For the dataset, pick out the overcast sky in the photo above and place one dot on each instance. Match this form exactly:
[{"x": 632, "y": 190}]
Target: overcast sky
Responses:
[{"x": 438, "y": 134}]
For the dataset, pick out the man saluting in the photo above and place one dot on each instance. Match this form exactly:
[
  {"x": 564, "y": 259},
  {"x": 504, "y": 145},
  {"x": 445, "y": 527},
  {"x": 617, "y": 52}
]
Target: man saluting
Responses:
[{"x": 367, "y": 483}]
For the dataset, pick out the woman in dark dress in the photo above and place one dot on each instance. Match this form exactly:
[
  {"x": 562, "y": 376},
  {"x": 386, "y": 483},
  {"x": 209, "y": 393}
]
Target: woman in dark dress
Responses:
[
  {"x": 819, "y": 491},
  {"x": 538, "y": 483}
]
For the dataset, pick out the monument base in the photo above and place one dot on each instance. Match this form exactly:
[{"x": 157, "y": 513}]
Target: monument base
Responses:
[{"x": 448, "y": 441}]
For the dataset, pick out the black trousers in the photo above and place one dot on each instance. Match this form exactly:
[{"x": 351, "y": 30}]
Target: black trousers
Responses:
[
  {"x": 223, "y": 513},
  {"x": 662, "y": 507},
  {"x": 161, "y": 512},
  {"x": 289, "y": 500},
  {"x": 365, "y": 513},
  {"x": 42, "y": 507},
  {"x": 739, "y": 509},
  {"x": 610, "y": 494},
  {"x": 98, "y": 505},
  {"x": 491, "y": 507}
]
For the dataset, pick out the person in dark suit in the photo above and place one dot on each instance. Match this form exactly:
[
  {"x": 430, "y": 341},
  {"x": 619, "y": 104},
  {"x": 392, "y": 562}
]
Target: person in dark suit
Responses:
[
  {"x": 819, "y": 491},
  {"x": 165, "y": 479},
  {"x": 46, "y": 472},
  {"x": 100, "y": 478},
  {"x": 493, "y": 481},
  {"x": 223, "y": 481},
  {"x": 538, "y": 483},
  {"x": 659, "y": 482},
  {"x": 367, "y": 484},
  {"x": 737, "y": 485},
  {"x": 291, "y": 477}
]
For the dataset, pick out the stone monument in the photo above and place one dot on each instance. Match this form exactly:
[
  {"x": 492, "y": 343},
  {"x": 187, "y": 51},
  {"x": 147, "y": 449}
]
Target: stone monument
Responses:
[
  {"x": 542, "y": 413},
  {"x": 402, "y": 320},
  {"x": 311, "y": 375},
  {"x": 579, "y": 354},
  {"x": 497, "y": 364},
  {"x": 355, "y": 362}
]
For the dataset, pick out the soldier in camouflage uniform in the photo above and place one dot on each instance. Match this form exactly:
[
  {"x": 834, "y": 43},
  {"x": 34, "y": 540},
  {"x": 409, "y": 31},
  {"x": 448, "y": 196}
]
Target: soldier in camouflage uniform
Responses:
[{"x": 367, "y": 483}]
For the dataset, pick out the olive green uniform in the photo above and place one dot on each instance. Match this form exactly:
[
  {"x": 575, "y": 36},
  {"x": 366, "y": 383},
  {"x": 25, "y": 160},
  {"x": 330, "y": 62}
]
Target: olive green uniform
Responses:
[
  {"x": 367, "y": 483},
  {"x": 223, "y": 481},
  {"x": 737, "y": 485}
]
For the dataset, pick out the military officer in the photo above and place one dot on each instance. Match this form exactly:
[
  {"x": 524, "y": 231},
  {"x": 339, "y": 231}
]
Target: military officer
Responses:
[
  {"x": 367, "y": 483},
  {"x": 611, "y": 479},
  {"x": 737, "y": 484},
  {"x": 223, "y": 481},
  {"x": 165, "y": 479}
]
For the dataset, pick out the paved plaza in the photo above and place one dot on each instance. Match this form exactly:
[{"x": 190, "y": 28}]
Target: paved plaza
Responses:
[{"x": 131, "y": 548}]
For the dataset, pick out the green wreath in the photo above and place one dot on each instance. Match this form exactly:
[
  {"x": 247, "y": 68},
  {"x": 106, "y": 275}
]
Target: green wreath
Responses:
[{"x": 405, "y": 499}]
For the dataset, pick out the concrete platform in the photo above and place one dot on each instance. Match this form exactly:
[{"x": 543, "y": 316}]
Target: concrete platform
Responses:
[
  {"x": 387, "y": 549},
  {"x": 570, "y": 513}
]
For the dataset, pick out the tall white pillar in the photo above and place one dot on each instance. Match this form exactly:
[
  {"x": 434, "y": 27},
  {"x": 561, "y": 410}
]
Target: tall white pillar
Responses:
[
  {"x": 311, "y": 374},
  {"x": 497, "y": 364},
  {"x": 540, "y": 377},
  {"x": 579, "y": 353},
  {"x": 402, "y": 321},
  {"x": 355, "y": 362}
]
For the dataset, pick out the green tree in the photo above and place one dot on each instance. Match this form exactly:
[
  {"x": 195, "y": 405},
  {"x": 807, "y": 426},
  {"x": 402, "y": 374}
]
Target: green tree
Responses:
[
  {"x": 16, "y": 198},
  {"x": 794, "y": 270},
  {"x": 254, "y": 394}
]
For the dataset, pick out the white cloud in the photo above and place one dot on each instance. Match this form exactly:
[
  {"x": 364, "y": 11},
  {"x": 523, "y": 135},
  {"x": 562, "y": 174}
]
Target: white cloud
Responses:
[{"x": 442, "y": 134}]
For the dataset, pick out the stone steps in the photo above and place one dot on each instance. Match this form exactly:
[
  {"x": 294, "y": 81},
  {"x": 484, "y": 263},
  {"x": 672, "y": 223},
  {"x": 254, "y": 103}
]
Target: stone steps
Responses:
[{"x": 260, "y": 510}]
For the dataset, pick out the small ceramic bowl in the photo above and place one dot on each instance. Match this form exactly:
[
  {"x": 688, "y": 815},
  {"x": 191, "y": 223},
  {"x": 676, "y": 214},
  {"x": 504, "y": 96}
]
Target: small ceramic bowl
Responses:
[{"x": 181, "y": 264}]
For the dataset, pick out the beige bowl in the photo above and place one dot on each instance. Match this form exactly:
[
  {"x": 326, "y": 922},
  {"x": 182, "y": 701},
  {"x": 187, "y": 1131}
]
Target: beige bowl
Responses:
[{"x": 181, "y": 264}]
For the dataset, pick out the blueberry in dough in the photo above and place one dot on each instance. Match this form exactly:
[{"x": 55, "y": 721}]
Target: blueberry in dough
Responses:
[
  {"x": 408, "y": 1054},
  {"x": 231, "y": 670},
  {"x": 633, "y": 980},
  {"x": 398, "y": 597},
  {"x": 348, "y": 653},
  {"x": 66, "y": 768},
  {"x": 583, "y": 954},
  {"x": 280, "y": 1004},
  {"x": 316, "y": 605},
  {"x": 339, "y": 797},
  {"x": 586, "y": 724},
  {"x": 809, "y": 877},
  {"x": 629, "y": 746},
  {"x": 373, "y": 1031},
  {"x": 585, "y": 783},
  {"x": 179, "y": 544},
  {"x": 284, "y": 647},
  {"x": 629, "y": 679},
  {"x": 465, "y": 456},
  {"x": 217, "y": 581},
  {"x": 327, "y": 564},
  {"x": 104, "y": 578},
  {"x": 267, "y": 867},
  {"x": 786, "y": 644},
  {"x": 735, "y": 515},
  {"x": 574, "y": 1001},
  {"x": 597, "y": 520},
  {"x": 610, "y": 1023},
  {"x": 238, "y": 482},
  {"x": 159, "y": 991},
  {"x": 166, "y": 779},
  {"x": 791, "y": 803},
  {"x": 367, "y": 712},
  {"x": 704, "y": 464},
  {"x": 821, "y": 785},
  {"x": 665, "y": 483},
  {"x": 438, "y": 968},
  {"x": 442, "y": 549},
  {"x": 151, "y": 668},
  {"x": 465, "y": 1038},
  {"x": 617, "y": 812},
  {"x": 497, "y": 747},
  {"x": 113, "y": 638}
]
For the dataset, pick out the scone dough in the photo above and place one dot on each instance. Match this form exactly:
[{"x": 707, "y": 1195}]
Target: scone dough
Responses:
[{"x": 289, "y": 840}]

━━━━━━━━━━

#### [Exercise prompt]
Please restate the records word for word. Go from the first line to the line with "Target: black trousers" and include both.

#### [Exercise output]
For the dataset, pick out the overcast sky in the photo above and place one dot on each instance. Match this form exactly:
[{"x": 632, "y": 190}]
Target: overcast sky
Responses:
[{"x": 438, "y": 134}]
For the dataset, pick out the man saluting in the photo above and place one dot on each instance. Match this form exactly:
[
  {"x": 564, "y": 259},
  {"x": 504, "y": 145},
  {"x": 445, "y": 527},
  {"x": 617, "y": 52}
]
Target: man saluting
Responses:
[{"x": 367, "y": 483}]
For the dataset, pick out the woman in dark dress in the photo above and place one dot on each instance. Match this form exactly:
[
  {"x": 562, "y": 376},
  {"x": 386, "y": 483},
  {"x": 209, "y": 393}
]
Target: woman in dark dress
Responses:
[
  {"x": 819, "y": 491},
  {"x": 538, "y": 483}
]
For the dataset, pick out the monument base in the photo above and place one dot on each instance. Match this form exactly:
[{"x": 157, "y": 513}]
Target: monument base
Responses:
[{"x": 448, "y": 441}]
For the dataset, pick out the black trousers in the photo above and place one dot on each instance. Match this form exactly:
[{"x": 351, "y": 30}]
Target: black trousers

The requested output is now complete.